# [CONSIGNE A]
Relevez chaque ligne de la liste qui contient la chaîne « hair », en tenant compte de la casse.

III. Regain d'intérêt pour le mélodrame: progrès et limites

III A. Dépassement des clivages historiques et idéologiques dans la recherche

L’ouvrage intitulé Historia de un gran amor. Relaciones cinematográficas entre Cuba y México, 1896-1996 n’a pas été publié, mais ses auteurs nous en ont confié une copie imprimée. Nous ne saurions extrapoler sur ces difficultés à mener le projet à son terme, en particulier en ce qui concerne sa diffusion, mais il apparaît toutefois que l’absence de débouché éditorial pour ce travail atteste que l’enthousiasme des chercheurs ne suffit pas à faire partager à un large public les résultats de leurs travaux. Pourtant, ceux-ci ont le mérite d’apporter un éclairage nouveau sur les coproductions mexicano-cubaines, tant du point de vue cubain que mexicain. Les personnalités intégrant ce groupe ainsi que le sujet de leur étude montrent que le terrain des coproductions s’est déplacé de la simple production cinématographique à la prise en charge des films avec un recul critique qui permet non plus de les démonter mais de les comprendre.

# [Lignes du jeu de données sur l'emplacement des objets]
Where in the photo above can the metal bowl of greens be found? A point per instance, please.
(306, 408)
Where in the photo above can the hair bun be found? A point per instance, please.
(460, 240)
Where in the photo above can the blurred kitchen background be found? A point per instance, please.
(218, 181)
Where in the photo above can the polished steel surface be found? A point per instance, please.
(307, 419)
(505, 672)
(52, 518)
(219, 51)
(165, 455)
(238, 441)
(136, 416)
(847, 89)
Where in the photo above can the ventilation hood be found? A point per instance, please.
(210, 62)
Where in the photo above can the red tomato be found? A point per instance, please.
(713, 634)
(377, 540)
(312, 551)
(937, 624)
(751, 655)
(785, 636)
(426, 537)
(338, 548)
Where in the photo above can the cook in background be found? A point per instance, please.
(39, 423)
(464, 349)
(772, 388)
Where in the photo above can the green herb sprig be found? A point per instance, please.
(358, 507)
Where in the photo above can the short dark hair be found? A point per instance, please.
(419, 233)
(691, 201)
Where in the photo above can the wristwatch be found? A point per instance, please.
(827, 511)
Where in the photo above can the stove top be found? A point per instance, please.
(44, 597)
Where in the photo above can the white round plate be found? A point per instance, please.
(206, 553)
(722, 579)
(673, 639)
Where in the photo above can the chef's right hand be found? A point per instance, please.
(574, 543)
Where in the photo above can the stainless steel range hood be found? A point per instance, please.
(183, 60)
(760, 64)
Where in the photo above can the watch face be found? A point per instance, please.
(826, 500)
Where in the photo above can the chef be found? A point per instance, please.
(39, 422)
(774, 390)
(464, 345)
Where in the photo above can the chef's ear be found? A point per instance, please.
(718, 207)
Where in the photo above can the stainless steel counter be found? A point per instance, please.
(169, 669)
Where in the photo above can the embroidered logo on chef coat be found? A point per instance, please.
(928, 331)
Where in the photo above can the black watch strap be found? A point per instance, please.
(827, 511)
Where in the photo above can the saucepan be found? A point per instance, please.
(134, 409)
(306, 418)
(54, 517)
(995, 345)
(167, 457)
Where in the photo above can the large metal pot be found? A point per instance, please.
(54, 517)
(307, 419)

# [CONSIGNE B]
Résumez en deux phrases l'extrait cité ci-dessus sur les coproductions mexicano-cubaines.

# [RÉPONSE ATTENDUE A]
Where in the photo above can the hair bun be found? A point per instance, please.
Where in the photo above can the short dark hair be found? A point per instance, please.

# [RÉPONSE ATTENDUE B]
L'ouvrage Historia de un gran amor. Relaciones cinematográficas entre Cuba y México, 1896-1996 n'a pas été publié, et cette absence de débouché éditorial montre que l'enthousiasme des chercheurs ne suffit pas à faire partager leurs résultats à un large public. Ce travail apporte pourtant un éclairage nouveau sur les coproductions mexicano-cubaines, des points de vue cubain et mexicain, et témoigne d'un déplacement de la simple production des films vers une prise en charge critique qui cherche à les comprendre plutôt qu'à les démonter.